[[ Text excerpt open ]]
Notion or Notium (Ancient Greek Νότιον, 'southern') was a Greek city-state on the west coast of Anatolia; it is about 50 km south of İzmir in modern Turkey, on the Gulf of Kuşadası. Notion was located on a hill from which the sea was visible; it served as a port for nearby Colophon and Claros, and pilgrims frequently passed through on their way to the oracle of Apollo at Claros. There are still remains of the defense walls, necropolis, temple, agora, and theater. The ruins of the city are now found east of the modern town Ahmetbeyli in the Menderes district of İzmir Province, Turkey.

The earliest reference to Notion is in Herodotus, who includes it among the cities of Aeolis (of which it is the southernmost): "Kyme, which is called Phriconis, Larisai, Neon-teichos, Temnos, Killa, Notion, Aigiroëssa, Pitane, Aigaiai, Myrina, Grynei" (I:149). Its proximity to the Ionian city of Colophon needs explanation; we may "suppose either that the Ionian settlers negotiated their rights of passage up to their inland site or more probably that they reached it originally up one of the other river valleys." Robin Lane Fox, discussing the early rivalry between the cities, writes:
Relations between Colophon and nearby Notion were never easy and their bitter rivalry may help to explain the story of a quarrel between the two prophets at Claros. The Aeolian Greeks at Notion had a special relationship with Aeolian Mopsus, but the Ionian Greeks at Colophon had a special relationship with Calchas. It was, then, particularly appealing for the Aeolian controllers of Claros to claim that Mopsus had outwitted Calchas and caused his death on the site.
[[ Text excerpt closed ]]
### [Work order 1]
In the text on Notion, pilgrims passing through the city were on their way to which oracle?
### [Work order 2]
Carry on writing the text about the ancient city of Notion, picking up right after its last sentence.
[[ Data open ]]
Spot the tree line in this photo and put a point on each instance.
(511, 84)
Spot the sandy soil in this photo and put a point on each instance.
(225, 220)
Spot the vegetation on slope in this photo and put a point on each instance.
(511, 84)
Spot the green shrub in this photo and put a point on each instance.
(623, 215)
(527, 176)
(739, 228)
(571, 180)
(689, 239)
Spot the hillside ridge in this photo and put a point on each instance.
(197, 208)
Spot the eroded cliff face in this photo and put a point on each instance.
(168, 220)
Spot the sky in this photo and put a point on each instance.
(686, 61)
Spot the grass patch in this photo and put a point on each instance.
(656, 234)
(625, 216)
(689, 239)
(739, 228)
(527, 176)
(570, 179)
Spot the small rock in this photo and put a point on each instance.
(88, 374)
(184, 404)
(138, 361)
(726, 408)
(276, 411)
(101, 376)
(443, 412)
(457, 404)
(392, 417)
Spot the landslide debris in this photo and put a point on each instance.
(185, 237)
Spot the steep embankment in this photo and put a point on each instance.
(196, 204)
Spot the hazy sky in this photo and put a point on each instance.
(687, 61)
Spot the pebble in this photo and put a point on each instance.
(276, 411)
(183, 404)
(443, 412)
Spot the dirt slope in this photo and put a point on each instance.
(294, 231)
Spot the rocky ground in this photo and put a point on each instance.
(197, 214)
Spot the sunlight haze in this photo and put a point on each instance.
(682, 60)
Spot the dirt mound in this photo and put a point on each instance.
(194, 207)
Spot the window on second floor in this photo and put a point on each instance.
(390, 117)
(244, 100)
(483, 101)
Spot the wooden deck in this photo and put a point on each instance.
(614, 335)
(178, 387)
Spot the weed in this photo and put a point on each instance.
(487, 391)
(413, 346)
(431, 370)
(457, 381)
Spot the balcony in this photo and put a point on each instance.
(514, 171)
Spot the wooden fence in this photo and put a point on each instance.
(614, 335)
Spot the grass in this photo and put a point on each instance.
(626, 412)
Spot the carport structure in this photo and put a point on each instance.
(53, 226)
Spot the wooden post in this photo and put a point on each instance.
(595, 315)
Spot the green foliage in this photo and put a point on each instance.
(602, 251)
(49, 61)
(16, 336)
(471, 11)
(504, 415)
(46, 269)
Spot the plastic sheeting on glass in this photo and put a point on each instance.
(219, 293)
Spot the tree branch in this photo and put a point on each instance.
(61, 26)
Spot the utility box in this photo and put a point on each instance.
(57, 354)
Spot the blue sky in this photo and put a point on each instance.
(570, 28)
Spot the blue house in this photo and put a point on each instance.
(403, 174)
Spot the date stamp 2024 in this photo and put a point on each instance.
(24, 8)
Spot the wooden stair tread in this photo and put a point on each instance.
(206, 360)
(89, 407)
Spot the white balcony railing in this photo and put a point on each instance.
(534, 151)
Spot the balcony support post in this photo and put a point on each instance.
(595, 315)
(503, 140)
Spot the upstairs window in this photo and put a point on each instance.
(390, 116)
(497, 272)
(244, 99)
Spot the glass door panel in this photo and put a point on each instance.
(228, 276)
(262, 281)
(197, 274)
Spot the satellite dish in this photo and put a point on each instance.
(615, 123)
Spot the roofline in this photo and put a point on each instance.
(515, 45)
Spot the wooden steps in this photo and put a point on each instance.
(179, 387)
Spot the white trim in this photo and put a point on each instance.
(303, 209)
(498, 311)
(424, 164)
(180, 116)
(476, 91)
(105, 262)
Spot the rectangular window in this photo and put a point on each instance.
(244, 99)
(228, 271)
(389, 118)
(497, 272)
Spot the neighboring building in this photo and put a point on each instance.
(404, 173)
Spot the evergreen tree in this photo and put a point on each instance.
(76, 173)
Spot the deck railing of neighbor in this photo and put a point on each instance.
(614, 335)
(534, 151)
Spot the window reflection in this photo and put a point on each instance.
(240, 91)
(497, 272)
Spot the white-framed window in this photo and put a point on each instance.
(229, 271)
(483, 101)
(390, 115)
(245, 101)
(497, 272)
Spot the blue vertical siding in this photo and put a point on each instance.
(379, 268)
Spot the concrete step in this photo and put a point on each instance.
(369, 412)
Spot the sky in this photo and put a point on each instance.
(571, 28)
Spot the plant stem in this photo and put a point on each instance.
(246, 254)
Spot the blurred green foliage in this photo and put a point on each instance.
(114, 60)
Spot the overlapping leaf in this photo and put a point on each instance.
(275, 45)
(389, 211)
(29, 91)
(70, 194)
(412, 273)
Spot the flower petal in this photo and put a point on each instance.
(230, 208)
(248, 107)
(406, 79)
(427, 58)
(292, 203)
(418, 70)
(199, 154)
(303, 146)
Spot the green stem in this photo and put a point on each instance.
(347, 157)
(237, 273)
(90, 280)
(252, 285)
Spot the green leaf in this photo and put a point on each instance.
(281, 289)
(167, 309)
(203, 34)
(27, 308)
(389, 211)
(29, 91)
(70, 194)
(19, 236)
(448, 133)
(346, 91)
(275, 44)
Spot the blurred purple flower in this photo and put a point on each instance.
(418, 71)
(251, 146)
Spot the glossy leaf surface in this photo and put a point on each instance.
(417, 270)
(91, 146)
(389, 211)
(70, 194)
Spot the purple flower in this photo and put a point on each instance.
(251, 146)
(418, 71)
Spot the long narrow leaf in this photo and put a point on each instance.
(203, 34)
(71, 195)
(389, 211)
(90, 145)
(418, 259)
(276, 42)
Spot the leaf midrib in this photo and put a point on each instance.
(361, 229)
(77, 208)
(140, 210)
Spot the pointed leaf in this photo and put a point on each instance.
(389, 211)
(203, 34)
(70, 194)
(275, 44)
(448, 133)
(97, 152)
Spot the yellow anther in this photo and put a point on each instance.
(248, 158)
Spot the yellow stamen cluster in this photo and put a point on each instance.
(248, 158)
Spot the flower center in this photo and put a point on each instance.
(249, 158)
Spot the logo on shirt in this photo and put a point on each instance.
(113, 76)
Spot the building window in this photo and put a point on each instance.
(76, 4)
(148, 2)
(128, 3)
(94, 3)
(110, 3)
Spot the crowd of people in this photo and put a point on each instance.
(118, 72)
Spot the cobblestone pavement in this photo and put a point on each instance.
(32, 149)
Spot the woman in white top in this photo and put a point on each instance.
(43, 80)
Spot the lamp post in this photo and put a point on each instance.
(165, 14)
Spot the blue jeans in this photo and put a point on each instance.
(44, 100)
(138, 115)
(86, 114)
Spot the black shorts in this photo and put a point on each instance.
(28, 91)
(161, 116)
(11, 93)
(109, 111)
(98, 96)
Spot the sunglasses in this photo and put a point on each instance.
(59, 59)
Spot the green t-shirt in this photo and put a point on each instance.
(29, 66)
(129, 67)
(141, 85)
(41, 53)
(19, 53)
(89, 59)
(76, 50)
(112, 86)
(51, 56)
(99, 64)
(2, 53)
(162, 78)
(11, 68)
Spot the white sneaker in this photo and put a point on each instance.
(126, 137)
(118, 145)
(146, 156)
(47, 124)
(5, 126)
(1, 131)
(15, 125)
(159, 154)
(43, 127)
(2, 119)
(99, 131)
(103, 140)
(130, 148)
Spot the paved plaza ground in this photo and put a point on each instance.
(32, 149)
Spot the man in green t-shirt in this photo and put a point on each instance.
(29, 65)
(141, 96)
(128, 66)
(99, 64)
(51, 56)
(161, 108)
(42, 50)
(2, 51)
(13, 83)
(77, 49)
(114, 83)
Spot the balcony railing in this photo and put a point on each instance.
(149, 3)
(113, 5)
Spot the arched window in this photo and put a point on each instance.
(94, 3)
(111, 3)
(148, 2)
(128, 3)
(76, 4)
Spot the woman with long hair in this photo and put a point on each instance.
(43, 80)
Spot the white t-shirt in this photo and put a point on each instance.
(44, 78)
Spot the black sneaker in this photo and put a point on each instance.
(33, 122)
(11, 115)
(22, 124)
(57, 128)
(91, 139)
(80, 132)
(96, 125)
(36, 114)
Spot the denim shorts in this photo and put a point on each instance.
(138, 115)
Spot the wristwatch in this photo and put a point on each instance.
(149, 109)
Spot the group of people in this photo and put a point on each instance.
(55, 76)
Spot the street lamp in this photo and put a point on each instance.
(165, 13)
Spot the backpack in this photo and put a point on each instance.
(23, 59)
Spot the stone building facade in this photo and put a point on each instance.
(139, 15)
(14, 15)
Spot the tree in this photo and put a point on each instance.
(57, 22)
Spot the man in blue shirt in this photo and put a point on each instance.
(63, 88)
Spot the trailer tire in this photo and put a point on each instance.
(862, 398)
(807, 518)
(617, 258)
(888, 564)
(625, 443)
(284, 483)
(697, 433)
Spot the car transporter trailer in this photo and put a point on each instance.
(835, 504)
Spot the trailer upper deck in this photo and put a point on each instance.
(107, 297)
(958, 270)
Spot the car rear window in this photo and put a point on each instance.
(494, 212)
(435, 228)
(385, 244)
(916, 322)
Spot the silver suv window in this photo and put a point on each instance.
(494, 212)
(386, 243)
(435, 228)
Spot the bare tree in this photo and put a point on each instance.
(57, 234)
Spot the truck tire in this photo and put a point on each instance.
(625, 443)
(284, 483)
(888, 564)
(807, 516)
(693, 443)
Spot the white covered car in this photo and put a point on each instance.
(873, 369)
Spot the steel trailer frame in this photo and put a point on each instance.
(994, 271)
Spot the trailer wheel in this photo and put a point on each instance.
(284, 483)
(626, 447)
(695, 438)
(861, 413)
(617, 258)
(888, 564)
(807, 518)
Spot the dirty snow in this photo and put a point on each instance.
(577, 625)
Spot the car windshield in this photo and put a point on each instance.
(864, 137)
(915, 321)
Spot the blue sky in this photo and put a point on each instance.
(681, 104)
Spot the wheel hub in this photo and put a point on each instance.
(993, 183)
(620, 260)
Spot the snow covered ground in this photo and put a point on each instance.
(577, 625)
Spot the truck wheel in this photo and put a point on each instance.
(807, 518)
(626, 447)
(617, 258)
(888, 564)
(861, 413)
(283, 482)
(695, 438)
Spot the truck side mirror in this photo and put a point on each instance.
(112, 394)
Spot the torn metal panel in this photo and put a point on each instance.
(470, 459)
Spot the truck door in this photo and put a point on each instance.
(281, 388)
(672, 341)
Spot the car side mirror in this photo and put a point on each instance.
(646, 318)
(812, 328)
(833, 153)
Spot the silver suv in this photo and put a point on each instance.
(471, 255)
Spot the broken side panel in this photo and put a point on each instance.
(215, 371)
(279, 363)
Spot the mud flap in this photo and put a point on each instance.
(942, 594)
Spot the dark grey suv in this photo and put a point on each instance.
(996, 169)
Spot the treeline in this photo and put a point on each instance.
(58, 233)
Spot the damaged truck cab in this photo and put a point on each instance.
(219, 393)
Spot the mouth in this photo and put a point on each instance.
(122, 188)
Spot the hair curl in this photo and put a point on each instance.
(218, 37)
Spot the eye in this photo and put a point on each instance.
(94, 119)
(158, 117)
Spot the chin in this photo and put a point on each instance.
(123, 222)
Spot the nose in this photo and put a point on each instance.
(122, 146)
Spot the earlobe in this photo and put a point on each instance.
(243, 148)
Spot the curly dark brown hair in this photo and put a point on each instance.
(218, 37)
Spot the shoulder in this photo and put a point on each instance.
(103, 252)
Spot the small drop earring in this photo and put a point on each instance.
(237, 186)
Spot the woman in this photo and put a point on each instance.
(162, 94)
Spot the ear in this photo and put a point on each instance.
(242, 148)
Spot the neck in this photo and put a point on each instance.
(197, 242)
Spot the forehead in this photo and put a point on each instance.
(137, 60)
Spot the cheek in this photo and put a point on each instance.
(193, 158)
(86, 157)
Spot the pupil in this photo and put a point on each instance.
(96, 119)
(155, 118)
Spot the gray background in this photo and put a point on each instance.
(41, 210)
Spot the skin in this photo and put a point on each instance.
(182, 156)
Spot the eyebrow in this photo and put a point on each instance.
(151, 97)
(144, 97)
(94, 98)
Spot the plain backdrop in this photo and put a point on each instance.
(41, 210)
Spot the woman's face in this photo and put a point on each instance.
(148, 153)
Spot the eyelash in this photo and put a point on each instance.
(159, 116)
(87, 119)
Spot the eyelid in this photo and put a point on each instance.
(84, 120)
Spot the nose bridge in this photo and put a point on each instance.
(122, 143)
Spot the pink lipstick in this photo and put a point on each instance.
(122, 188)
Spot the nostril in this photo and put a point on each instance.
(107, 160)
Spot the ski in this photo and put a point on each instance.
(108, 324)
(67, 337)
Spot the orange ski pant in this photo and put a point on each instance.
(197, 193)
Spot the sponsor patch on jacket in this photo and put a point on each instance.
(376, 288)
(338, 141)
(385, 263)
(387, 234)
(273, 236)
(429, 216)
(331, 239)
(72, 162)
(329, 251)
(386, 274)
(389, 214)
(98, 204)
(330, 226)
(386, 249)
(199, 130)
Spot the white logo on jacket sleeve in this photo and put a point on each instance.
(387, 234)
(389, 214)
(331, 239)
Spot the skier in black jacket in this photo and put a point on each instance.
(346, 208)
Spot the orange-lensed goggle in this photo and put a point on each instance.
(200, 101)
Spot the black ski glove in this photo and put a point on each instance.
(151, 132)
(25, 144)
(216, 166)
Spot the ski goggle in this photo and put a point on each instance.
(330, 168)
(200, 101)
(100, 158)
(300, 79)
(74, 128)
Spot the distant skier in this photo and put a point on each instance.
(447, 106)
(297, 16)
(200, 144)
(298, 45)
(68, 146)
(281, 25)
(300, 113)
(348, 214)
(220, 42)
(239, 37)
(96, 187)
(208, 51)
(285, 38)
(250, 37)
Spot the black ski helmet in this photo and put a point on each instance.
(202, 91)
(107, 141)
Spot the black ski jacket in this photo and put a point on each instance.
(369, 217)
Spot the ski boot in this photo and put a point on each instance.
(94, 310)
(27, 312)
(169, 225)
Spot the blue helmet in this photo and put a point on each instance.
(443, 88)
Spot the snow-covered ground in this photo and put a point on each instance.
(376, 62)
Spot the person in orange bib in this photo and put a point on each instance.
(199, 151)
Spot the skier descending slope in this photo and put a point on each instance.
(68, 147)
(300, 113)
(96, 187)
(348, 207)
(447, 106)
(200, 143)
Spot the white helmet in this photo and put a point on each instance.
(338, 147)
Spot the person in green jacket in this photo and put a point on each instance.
[[ Data closed ]]
### [Exercise response 1]
The oracle of Apollo at Claros.

### [Exercise response 2]
Herbert William Parke suggests that in the seventh century BC "Claros was in the control of Notion, which must have remained a small Aeolian town dominated by its more powerful inland neighbour [Colophon], but also protected by it against the threat of Lydia. Notion itself was not big enough to send out colonies on its own." Persia conquered Colophon and Notion in the mid-sixth century BC, but they were liberated in the Greco–Persian Wars and joined the Delian League separately (Colophon paying three talents a year, the smaller Notion only a third of a talent).

During the first years of the Peloponnesian War, Notion was split into factions, one of which called in mercenaries under Persian command; the Athenian admiral Paches ruthlessly restored the pro-Athenian faction to power, "and settlers were afterwards sent out from Athens, and the place colonized according to Athenian laws" (Thucydides III:34). Thereafter it served as an Athenian base. In 406 BC it was the site of the Spartan victory at the Battle of Notium. By the late fourth century BC it was joined in a sympoliteia (federal league) with Colophon and "by the Roman period the name of Notion dropped out of use completely."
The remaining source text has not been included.